◆ Exercise ◆
Collect the lines of the entries where "form" shows up.

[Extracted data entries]
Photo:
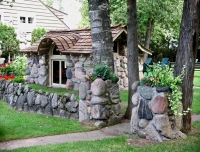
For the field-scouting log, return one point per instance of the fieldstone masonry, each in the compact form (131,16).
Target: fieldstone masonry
(151,116)
(99,103)
(77,67)
(27,99)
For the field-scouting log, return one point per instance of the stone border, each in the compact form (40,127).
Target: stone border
(27,99)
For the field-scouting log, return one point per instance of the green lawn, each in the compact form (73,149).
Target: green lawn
(17,124)
(121,144)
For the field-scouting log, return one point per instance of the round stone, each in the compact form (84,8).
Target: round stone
(135,99)
(159,104)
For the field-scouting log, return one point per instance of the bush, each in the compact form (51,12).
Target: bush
(37,33)
(102,71)
(18,79)
(9,41)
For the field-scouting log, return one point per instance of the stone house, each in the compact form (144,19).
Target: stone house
(25,15)
(62,58)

◆ Written response ◆
For the field-scouting log, return one point per instance of the fieldstone masonry, each in the compact form (131,16).
For the field-scouting log, return one point per instance of the stone border, each in the compact form (40,127).
For the field-scouting log, return one point per instance of the green lawn, each in the compact form (73,149).
For the field-scouting log, return one point per instance of the round stone, each in the compact form (84,8).
For the field-scouting log, return one point per instance of the bush, each in the compact form (51,12).
For the field-scouting log, return one point per instance of the stone house, each in the compact form (144,19).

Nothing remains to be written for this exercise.